═══ Data supplied

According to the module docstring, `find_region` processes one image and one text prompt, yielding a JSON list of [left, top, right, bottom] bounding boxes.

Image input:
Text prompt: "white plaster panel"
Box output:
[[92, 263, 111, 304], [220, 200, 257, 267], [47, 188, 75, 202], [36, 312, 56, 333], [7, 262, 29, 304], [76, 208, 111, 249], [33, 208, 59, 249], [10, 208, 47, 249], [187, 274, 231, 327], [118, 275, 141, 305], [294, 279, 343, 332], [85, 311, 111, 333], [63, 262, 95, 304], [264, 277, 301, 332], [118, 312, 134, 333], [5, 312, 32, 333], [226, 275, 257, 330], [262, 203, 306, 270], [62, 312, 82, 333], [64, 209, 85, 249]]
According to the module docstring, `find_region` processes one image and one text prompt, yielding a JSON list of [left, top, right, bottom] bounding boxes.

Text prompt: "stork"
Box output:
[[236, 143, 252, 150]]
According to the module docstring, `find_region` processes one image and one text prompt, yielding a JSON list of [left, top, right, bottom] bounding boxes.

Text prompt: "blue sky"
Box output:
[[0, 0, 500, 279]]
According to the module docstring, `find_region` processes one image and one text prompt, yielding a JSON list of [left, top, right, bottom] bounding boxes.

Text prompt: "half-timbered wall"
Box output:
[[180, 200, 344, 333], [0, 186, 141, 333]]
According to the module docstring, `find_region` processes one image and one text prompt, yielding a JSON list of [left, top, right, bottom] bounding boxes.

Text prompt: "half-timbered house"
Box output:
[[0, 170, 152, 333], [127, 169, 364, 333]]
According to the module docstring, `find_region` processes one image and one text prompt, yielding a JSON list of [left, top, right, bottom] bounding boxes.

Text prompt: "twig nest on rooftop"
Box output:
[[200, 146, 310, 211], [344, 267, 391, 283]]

══════

• **Objective**:
Count the lines in the material above that contain the string "timbered". Reply with the number only.

• **Answer to the problem**:
2